> [STUDY MATERIAL]:
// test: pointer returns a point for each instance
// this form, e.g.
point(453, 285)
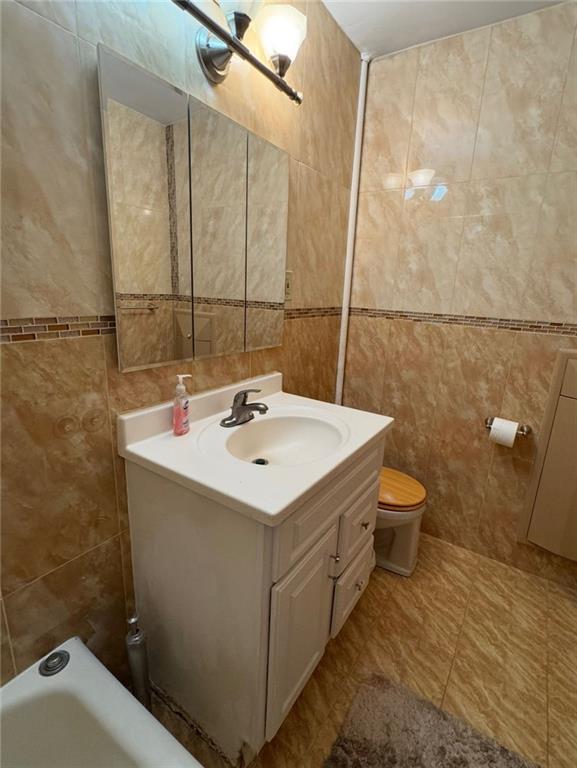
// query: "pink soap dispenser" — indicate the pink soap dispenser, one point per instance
point(180, 425)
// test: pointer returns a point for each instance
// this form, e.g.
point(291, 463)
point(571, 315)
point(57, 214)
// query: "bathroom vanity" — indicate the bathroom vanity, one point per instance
point(244, 571)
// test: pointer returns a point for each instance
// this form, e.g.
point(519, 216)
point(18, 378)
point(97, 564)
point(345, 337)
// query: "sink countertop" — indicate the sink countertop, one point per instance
point(268, 493)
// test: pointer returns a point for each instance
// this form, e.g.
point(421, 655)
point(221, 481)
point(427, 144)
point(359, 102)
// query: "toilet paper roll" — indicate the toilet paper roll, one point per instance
point(503, 431)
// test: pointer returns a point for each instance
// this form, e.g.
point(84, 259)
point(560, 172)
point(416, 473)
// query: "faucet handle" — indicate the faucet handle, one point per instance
point(241, 397)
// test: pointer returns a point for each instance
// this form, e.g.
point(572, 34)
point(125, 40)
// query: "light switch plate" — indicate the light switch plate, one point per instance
point(288, 285)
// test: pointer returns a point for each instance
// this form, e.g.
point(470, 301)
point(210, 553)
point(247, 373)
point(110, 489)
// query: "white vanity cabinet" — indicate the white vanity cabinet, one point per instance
point(239, 603)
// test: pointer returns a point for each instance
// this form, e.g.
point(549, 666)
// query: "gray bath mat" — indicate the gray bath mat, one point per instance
point(389, 727)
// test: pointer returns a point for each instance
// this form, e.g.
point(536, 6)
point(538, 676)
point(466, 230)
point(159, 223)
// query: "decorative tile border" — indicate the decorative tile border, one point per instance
point(296, 313)
point(45, 328)
point(79, 326)
point(222, 302)
point(529, 326)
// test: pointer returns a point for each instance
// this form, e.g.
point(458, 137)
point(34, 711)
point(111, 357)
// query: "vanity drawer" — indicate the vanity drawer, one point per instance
point(298, 533)
point(351, 585)
point(357, 525)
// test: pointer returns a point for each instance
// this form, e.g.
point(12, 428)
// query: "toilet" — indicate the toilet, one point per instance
point(402, 501)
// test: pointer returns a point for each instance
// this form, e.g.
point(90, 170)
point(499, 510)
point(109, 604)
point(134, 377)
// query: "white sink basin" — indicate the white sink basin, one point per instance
point(285, 440)
point(303, 440)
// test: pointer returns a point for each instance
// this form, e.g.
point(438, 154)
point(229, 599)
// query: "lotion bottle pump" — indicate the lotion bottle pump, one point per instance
point(180, 425)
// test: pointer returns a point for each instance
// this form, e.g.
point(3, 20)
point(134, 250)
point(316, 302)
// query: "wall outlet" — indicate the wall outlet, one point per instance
point(288, 285)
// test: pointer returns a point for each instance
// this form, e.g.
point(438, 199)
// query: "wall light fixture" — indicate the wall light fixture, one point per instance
point(281, 29)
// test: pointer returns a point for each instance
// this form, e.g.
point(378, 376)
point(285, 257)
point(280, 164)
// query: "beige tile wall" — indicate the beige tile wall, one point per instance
point(494, 113)
point(65, 542)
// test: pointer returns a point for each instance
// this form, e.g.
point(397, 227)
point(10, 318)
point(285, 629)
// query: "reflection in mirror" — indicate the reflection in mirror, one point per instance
point(267, 215)
point(145, 128)
point(218, 183)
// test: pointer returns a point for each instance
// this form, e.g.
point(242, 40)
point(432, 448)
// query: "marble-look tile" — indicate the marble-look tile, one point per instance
point(145, 337)
point(55, 254)
point(310, 349)
point(409, 394)
point(390, 98)
point(562, 680)
point(55, 424)
point(136, 155)
point(264, 328)
point(475, 365)
point(447, 102)
point(276, 118)
point(501, 658)
point(366, 363)
point(565, 150)
point(141, 246)
point(62, 12)
point(503, 505)
point(83, 597)
point(532, 363)
point(431, 604)
point(7, 670)
point(266, 252)
point(138, 389)
point(376, 246)
point(496, 249)
point(127, 573)
point(218, 252)
point(219, 371)
point(551, 287)
point(267, 221)
point(317, 239)
point(266, 361)
point(526, 71)
point(190, 739)
point(429, 249)
point(328, 112)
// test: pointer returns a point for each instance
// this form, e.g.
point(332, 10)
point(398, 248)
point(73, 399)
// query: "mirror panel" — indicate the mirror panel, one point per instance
point(218, 183)
point(266, 243)
point(145, 130)
point(198, 214)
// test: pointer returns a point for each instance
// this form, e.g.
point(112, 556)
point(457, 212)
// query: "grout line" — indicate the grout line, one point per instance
point(112, 433)
point(481, 98)
point(547, 670)
point(563, 93)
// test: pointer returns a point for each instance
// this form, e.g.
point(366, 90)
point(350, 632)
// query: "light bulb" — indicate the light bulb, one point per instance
point(282, 30)
point(249, 7)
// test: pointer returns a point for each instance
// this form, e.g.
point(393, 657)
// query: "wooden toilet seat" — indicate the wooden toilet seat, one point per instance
point(398, 491)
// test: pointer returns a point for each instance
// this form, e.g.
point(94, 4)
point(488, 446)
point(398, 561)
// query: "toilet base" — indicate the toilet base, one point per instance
point(396, 547)
point(388, 565)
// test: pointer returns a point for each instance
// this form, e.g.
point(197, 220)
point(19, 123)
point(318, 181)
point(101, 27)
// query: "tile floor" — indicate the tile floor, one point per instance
point(486, 642)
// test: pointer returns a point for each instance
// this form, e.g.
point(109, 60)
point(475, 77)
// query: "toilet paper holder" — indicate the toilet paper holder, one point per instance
point(524, 430)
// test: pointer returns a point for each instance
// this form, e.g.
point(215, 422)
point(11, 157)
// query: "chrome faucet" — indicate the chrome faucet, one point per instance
point(241, 411)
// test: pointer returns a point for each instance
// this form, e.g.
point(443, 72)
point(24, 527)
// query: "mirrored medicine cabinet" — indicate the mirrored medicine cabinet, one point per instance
point(198, 216)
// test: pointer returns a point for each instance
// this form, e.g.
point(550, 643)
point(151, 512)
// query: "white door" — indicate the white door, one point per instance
point(299, 628)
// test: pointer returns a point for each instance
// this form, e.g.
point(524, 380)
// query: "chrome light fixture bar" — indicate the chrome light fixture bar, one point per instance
point(215, 55)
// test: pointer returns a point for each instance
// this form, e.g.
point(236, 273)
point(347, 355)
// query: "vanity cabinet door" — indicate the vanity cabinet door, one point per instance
point(351, 585)
point(300, 620)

> [PROBLEM TO WORK ON]: Please write every line above out exactly as given, except for any pictures.

> [REPLY]:
// test: pointer returns a point for each instance
// this form, e.g.
point(453, 285)
// query: "pink soap dispenser" — indicate the pink soap dispenser, one point per instance
point(180, 425)
// test: pointer returns a point for each instance
// this form, e.g.
point(291, 463)
point(571, 315)
point(57, 214)
// query: "bathroom vanity" — indicate the bathroom vanity, one point per instance
point(244, 571)
// test: pointer returns a point for each instance
// this form, e.g.
point(519, 216)
point(18, 378)
point(97, 564)
point(345, 337)
// query: "sink countertop" — indicate the sink countertop, one point per instance
point(268, 493)
// test: pointer returns a point for each instance
// this form, e.g.
point(421, 655)
point(221, 481)
point(427, 144)
point(359, 102)
// query: "toilet paper roll" — indicate the toilet paper roll, one point per instance
point(503, 431)
// test: pointer returns a point for each instance
// this form, e.g.
point(84, 259)
point(560, 172)
point(416, 473)
// query: "faucet handle" — indicate the faucet handle, one point per instance
point(241, 397)
// test: pointer returns a point for each instance
// this form, e.g.
point(572, 34)
point(125, 40)
// query: "light switch plate" — indicate the light switch plate, one point per instance
point(288, 285)
// test: pointer returns a point for each instance
// this form, e.g.
point(470, 301)
point(210, 553)
point(247, 373)
point(110, 489)
// query: "white vanity cabinet" — indicate the white vanity cabinet, one point per instance
point(239, 603)
// test: pointer returns a point for each instance
// this form, e.g.
point(549, 666)
// query: "gray bath mat" — indicate the gray bath mat, one point per instance
point(389, 727)
// test: pointer returns a point for each instance
// this form, e.g.
point(536, 6)
point(538, 676)
point(466, 230)
point(159, 223)
// query: "decorative tile border" — indicate the decorative tile border, one point per instance
point(296, 313)
point(45, 328)
point(79, 326)
point(222, 302)
point(529, 326)
// test: pointer returns a point for each instance
// this form, e.g.
point(458, 137)
point(34, 711)
point(111, 357)
// query: "vanity drawer" — indicate the vanity drawer, one point per instance
point(298, 533)
point(351, 585)
point(357, 525)
// test: pointer returns a point for each instance
// this form, e.g.
point(12, 428)
// query: "toilet" — indicate the toilet, one point per instance
point(402, 501)
// test: pointer returns a point for each instance
// this form, e.g.
point(90, 170)
point(499, 510)
point(109, 604)
point(134, 377)
// query: "white sink basin" — indicate the white sink basin, one point per instance
point(285, 440)
point(303, 440)
// test: pointer returns a point for each instance
// this form, e.g.
point(438, 154)
point(229, 599)
// query: "lotion bottle pump" — indicate the lotion bottle pump, one point per instance
point(180, 425)
// test: pointer returns a point for each instance
// this form, e.g.
point(3, 20)
point(134, 250)
point(316, 302)
// query: "wall outlet" — indicate the wall outlet, one point per instance
point(288, 285)
// test: pointer returns a point for each instance
// this form, e.g.
point(438, 199)
// query: "wall light fixture" — indicate the wall light fixture, one point per instance
point(281, 29)
// test: pointer returns a point for each instance
// this form, e.g.
point(378, 376)
point(285, 257)
point(280, 164)
// query: "beige tile wall" — indicate the beige tile wall, one point per instance
point(494, 113)
point(65, 542)
// test: pointer returns a point for each instance
// this form, e.g.
point(397, 227)
point(10, 318)
point(285, 629)
// query: "reflection in mirror" — indicate the reflection in mirror, one point per instance
point(267, 215)
point(145, 128)
point(218, 183)
// test: pointer returns a point for each instance
// this form, e.g.
point(242, 40)
point(432, 448)
// query: "marble-look tile" — indicate the marble-look tile, one point per instance
point(145, 337)
point(55, 254)
point(310, 349)
point(409, 394)
point(390, 98)
point(562, 680)
point(55, 424)
point(136, 155)
point(264, 328)
point(475, 365)
point(447, 102)
point(276, 118)
point(501, 658)
point(366, 363)
point(565, 150)
point(141, 246)
point(62, 12)
point(503, 505)
point(83, 597)
point(532, 363)
point(431, 604)
point(7, 670)
point(266, 252)
point(138, 389)
point(376, 246)
point(496, 249)
point(127, 573)
point(218, 252)
point(219, 371)
point(551, 287)
point(267, 221)
point(317, 239)
point(266, 361)
point(526, 71)
point(190, 739)
point(429, 249)
point(328, 112)
// test: pointer returns a point for each instance
// this form, e.g.
point(332, 10)
point(398, 248)
point(73, 399)
// query: "mirror panel" — indicate the mirror panel, one point per instance
point(218, 183)
point(266, 243)
point(145, 130)
point(198, 214)
// test: pointer returns a point for each instance
// this form, e.g.
point(112, 556)
point(457, 212)
// query: "grout line" — indicate the grout line, one point per instance
point(112, 433)
point(481, 98)
point(547, 670)
point(563, 93)
// test: pointer returns a point for each instance
// this form, e.g.
point(366, 90)
point(350, 632)
// query: "light bulb" — indicate the light bulb, one point per instance
point(282, 30)
point(249, 7)
// test: pointer returns a point for each instance
// this form, e.g.
point(393, 657)
// query: "wooden toilet seat" — indicate the wooden toilet seat, one point per instance
point(398, 491)
// test: pointer returns a point for each instance
// this form, e.g.
point(94, 4)
point(488, 446)
point(398, 561)
// query: "toilet base" — indicate the toilet base, one point per instance
point(396, 547)
point(388, 565)
// test: pointer returns a point for each instance
// this form, e.g.
point(197, 220)
point(19, 123)
point(318, 181)
point(101, 27)
// query: "tile floor" — indicate the tile floor, one point per instance
point(486, 642)
// test: pointer returns a point for each instance
// this form, e.g.
point(109, 60)
point(475, 77)
// query: "toilet paper holder" — indicate the toilet paper holder, one point per instance
point(524, 430)
// test: pointer returns a point for each instance
// this form, e.g.
point(215, 422)
point(11, 157)
// query: "chrome faucet" — indicate the chrome faucet, one point per instance
point(241, 411)
// test: pointer returns a point for each instance
// this form, e.g.
point(443, 72)
point(24, 527)
// query: "mirrored medicine cabinet" — indicate the mirrored medicine cabinet, one point per instance
point(198, 216)
// test: pointer returns a point for each instance
// this form, e.g.
point(550, 643)
point(151, 512)
// query: "white door" — indicate the white door, one point per instance
point(299, 628)
// test: pointer returns a point for each instance
// this form, e.g.
point(524, 380)
// query: "chrome light fixture bar" — indicate the chrome light fixture bar, one point per instance
point(215, 55)
// test: pointer returns a point for each instance
// this form, e.g.
point(236, 273)
point(347, 355)
// query: "vanity cabinet door" — indicate the vanity cabinet door, one point per instance
point(351, 585)
point(300, 620)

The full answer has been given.